:: EXTRACTED DATA

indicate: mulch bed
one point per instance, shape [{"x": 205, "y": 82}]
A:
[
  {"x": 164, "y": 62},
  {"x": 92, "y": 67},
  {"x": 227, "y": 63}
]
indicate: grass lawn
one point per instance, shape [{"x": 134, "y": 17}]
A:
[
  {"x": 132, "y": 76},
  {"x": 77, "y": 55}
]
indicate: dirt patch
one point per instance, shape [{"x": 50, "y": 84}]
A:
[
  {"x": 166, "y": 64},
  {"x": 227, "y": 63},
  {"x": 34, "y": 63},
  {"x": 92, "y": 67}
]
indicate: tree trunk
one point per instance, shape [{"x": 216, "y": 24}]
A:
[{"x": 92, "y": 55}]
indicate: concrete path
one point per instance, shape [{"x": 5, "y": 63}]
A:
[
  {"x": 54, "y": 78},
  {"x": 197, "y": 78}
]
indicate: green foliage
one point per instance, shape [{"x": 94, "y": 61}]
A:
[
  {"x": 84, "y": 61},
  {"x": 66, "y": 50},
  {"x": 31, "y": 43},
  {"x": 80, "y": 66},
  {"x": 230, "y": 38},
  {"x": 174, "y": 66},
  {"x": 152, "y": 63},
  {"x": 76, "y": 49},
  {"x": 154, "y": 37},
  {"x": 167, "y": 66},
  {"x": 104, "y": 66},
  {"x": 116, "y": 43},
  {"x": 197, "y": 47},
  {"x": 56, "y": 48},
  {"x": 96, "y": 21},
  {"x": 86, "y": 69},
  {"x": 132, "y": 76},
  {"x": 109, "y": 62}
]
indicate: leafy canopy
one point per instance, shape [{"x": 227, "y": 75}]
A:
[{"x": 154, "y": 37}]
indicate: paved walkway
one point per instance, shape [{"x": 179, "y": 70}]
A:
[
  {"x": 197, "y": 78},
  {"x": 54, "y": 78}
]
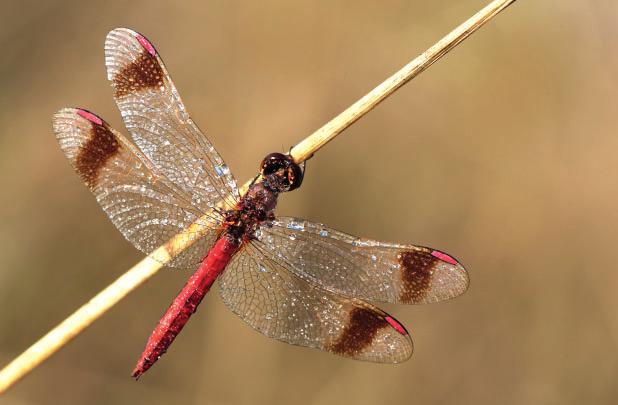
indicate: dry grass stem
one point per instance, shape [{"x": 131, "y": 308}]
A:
[{"x": 142, "y": 271}]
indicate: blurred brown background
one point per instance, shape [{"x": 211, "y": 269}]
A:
[{"x": 502, "y": 154}]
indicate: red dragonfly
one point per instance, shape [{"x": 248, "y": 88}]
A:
[{"x": 293, "y": 280}]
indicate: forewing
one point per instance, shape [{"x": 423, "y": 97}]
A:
[
  {"x": 159, "y": 123},
  {"x": 143, "y": 204},
  {"x": 281, "y": 305},
  {"x": 363, "y": 268}
]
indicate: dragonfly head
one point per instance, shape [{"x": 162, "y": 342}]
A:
[{"x": 281, "y": 172}]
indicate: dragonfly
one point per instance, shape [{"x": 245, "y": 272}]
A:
[{"x": 293, "y": 280}]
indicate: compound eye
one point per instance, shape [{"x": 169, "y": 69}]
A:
[
  {"x": 273, "y": 162},
  {"x": 294, "y": 176}
]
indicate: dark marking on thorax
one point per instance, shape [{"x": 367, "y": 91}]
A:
[
  {"x": 92, "y": 157},
  {"x": 358, "y": 334},
  {"x": 143, "y": 73},
  {"x": 255, "y": 207},
  {"x": 416, "y": 272}
]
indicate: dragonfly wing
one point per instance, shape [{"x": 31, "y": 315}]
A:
[
  {"x": 159, "y": 123},
  {"x": 283, "y": 306},
  {"x": 143, "y": 204},
  {"x": 363, "y": 268}
]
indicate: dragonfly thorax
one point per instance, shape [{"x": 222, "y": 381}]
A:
[{"x": 255, "y": 207}]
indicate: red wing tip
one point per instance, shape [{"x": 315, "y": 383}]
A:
[
  {"x": 444, "y": 257},
  {"x": 396, "y": 325},
  {"x": 89, "y": 116},
  {"x": 146, "y": 44}
]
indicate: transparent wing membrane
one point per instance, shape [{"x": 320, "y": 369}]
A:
[
  {"x": 159, "y": 123},
  {"x": 143, "y": 204},
  {"x": 362, "y": 268},
  {"x": 281, "y": 305}
]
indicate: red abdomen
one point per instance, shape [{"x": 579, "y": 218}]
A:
[{"x": 185, "y": 304}]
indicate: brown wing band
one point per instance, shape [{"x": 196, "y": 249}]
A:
[
  {"x": 100, "y": 147},
  {"x": 143, "y": 73},
  {"x": 359, "y": 333},
  {"x": 416, "y": 274}
]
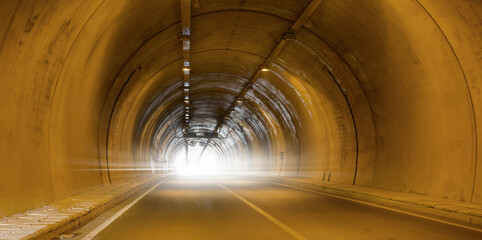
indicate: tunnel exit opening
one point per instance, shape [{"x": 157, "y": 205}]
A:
[{"x": 196, "y": 158}]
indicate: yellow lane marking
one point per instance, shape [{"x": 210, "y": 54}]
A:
[
  {"x": 120, "y": 212},
  {"x": 382, "y": 207},
  {"x": 268, "y": 216}
]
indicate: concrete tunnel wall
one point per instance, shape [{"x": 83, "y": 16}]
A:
[{"x": 382, "y": 94}]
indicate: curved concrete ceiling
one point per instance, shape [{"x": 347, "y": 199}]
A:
[{"x": 375, "y": 93}]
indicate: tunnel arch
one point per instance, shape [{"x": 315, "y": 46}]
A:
[{"x": 386, "y": 90}]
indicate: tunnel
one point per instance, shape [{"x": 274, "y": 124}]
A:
[{"x": 381, "y": 95}]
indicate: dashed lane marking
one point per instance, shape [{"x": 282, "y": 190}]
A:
[{"x": 267, "y": 215}]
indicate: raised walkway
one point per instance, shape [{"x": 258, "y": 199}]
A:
[
  {"x": 50, "y": 221},
  {"x": 459, "y": 211}
]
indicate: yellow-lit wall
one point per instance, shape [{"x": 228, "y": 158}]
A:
[{"x": 387, "y": 89}]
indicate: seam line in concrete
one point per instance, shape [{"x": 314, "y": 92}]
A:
[{"x": 267, "y": 215}]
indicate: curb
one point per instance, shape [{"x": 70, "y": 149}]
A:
[
  {"x": 440, "y": 209},
  {"x": 71, "y": 213}
]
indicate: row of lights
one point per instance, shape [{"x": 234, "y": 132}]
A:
[
  {"x": 186, "y": 70},
  {"x": 238, "y": 101}
]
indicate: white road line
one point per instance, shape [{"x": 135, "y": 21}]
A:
[
  {"x": 265, "y": 214},
  {"x": 382, "y": 207},
  {"x": 119, "y": 213}
]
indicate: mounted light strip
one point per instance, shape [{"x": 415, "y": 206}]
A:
[
  {"x": 185, "y": 37},
  {"x": 290, "y": 35}
]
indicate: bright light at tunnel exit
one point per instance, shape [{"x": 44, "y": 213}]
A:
[{"x": 197, "y": 164}]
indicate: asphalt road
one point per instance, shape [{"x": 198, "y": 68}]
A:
[{"x": 236, "y": 208}]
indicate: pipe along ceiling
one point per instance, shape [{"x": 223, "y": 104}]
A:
[{"x": 375, "y": 93}]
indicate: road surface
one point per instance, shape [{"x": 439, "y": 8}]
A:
[{"x": 243, "y": 208}]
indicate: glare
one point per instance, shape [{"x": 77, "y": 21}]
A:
[{"x": 197, "y": 164}]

::::

→ **EXERCISE**
For each line above, output its wording exactly and leave out any picture.

→ **WRITTEN RESPONSE**
indicate: mulch bed
one point per instance, shape [{"x": 205, "y": 82}]
A:
[
  {"x": 164, "y": 62},
  {"x": 92, "y": 67},
  {"x": 227, "y": 63}
]
indicate: grass lawn
one point per instance, shape [{"x": 134, "y": 17}]
A:
[
  {"x": 132, "y": 76},
  {"x": 77, "y": 55}
]
indicate: dirt patch
one point per instance, shape [{"x": 50, "y": 84}]
A:
[
  {"x": 166, "y": 64},
  {"x": 227, "y": 63},
  {"x": 34, "y": 63},
  {"x": 92, "y": 67}
]
indicate: tree trunk
one point per instance, shape [{"x": 216, "y": 24}]
A:
[{"x": 92, "y": 55}]
indicate: concrete path
one point per instance, shape [{"x": 5, "y": 63}]
A:
[
  {"x": 54, "y": 78},
  {"x": 197, "y": 78}
]
indicate: green foliage
one point per instance, shape [{"x": 94, "y": 61}]
A:
[
  {"x": 84, "y": 61},
  {"x": 66, "y": 50},
  {"x": 31, "y": 43},
  {"x": 80, "y": 66},
  {"x": 230, "y": 38},
  {"x": 174, "y": 66},
  {"x": 152, "y": 63},
  {"x": 76, "y": 49},
  {"x": 154, "y": 37},
  {"x": 167, "y": 66},
  {"x": 104, "y": 66},
  {"x": 116, "y": 43},
  {"x": 197, "y": 47},
  {"x": 56, "y": 48},
  {"x": 96, "y": 21},
  {"x": 86, "y": 69},
  {"x": 132, "y": 76},
  {"x": 109, "y": 62}
]
indicate: leafy canopy
one point per instance, shape [{"x": 227, "y": 75}]
A:
[{"x": 154, "y": 37}]
indicate: paved walkway
one point per instance, shape [{"x": 179, "y": 70}]
A:
[
  {"x": 197, "y": 78},
  {"x": 54, "y": 78}
]
indicate: dry grass stem
one point per instance, shape [{"x": 131, "y": 308}]
A:
[{"x": 142, "y": 271}]
indicate: blurred brown background
one point per instance, shape [{"x": 211, "y": 269}]
A:
[{"x": 502, "y": 154}]
indicate: red dragonfly
one point per instance, shape [{"x": 248, "y": 88}]
A:
[{"x": 293, "y": 280}]
indicate: forewing
one point per instance, shape [{"x": 423, "y": 97}]
A:
[
  {"x": 159, "y": 123},
  {"x": 143, "y": 204},
  {"x": 281, "y": 305},
  {"x": 363, "y": 268}
]
indicate: dragonfly head
one point per instance, shape [{"x": 162, "y": 342}]
A:
[{"x": 281, "y": 172}]
indicate: dragonfly
one point per instance, shape [{"x": 245, "y": 272}]
A:
[{"x": 293, "y": 280}]
indicate: compound eye
one point per instance, shape [{"x": 169, "y": 69}]
A:
[
  {"x": 273, "y": 162},
  {"x": 294, "y": 176}
]
indicate: dark marking on thorax
one point per instance, shape [{"x": 367, "y": 91}]
A:
[
  {"x": 92, "y": 157},
  {"x": 358, "y": 334},
  {"x": 143, "y": 73},
  {"x": 255, "y": 207},
  {"x": 416, "y": 272}
]
indicate: dragonfly wing
one point per instance, shape [{"x": 31, "y": 315}]
A:
[
  {"x": 159, "y": 123},
  {"x": 283, "y": 306},
  {"x": 143, "y": 204},
  {"x": 363, "y": 268}
]
indicate: dragonfly thorax
one point per instance, shape [{"x": 222, "y": 381}]
A:
[{"x": 255, "y": 207}]
indicate: red wing tip
one point per instance, shape [{"x": 315, "y": 383}]
A:
[
  {"x": 444, "y": 257},
  {"x": 396, "y": 325},
  {"x": 89, "y": 116},
  {"x": 146, "y": 44}
]
indicate: transparent wing membrane
one point per instance, shape [{"x": 320, "y": 369}]
A:
[
  {"x": 159, "y": 123},
  {"x": 143, "y": 204},
  {"x": 362, "y": 268},
  {"x": 281, "y": 305}
]
indicate: red abdomen
one point per instance, shape [{"x": 579, "y": 218}]
A:
[{"x": 185, "y": 304}]
indicate: brown wing band
one point per instance, shape [{"x": 196, "y": 249}]
A:
[
  {"x": 100, "y": 147},
  {"x": 143, "y": 73},
  {"x": 359, "y": 333},
  {"x": 416, "y": 274}
]
indicate: tunnel exit opening
one point per instance, shape [{"x": 157, "y": 205}]
A:
[{"x": 196, "y": 158}]
indicate: yellow lane marking
one point per instance, shape [{"x": 210, "y": 54}]
A:
[
  {"x": 120, "y": 212},
  {"x": 382, "y": 207},
  {"x": 268, "y": 216}
]
indicate: concrete tunnel wall
one point per instance, shape [{"x": 83, "y": 16}]
A:
[{"x": 382, "y": 94}]
indicate: curved concrete ceiling
one point per instance, shape [{"x": 347, "y": 199}]
A:
[{"x": 375, "y": 93}]
indicate: tunnel arch
one point per instance, shape [{"x": 315, "y": 46}]
A:
[{"x": 386, "y": 90}]
indicate: tunnel
one point per instance, shape [{"x": 274, "y": 124}]
A:
[{"x": 381, "y": 95}]
indicate: dashed lane marking
one point per instance, shape [{"x": 282, "y": 190}]
A:
[{"x": 267, "y": 215}]
indicate: raised walkway
one point per instance, shape [{"x": 258, "y": 199}]
A:
[
  {"x": 50, "y": 221},
  {"x": 459, "y": 211}
]
indicate: yellow-lit wall
one point per instance, shape [{"x": 228, "y": 158}]
A:
[{"x": 387, "y": 89}]
indicate: seam line in concrete
one point per instance, shape [{"x": 314, "y": 92}]
A:
[{"x": 267, "y": 215}]
indicate: curb
one point per instance, shape [{"x": 70, "y": 149}]
A:
[
  {"x": 440, "y": 209},
  {"x": 71, "y": 213}
]
indicate: row of lights
one point per instance, shape [{"x": 234, "y": 132}]
A:
[
  {"x": 186, "y": 70},
  {"x": 238, "y": 101}
]
indicate: white road line
one point per instance, shape [{"x": 135, "y": 21}]
A:
[
  {"x": 265, "y": 214},
  {"x": 382, "y": 207},
  {"x": 119, "y": 213}
]
indicate: mounted light strip
one point per instance, shape [{"x": 415, "y": 206}]
A:
[
  {"x": 185, "y": 37},
  {"x": 290, "y": 35}
]
indicate: bright light at tunnel exit
one point per instance, shape [{"x": 44, "y": 213}]
A:
[{"x": 197, "y": 164}]
indicate: asphalt road
one point per instance, shape [{"x": 198, "y": 68}]
A:
[{"x": 236, "y": 208}]
indicate: pipe along ceiling
one point per instance, shape [{"x": 223, "y": 104}]
A:
[{"x": 375, "y": 93}]
indicate: road surface
one point per instance, shape [{"x": 439, "y": 8}]
A:
[{"x": 243, "y": 208}]
indicate: glare
one point per instance, shape [{"x": 77, "y": 21}]
A:
[{"x": 197, "y": 164}]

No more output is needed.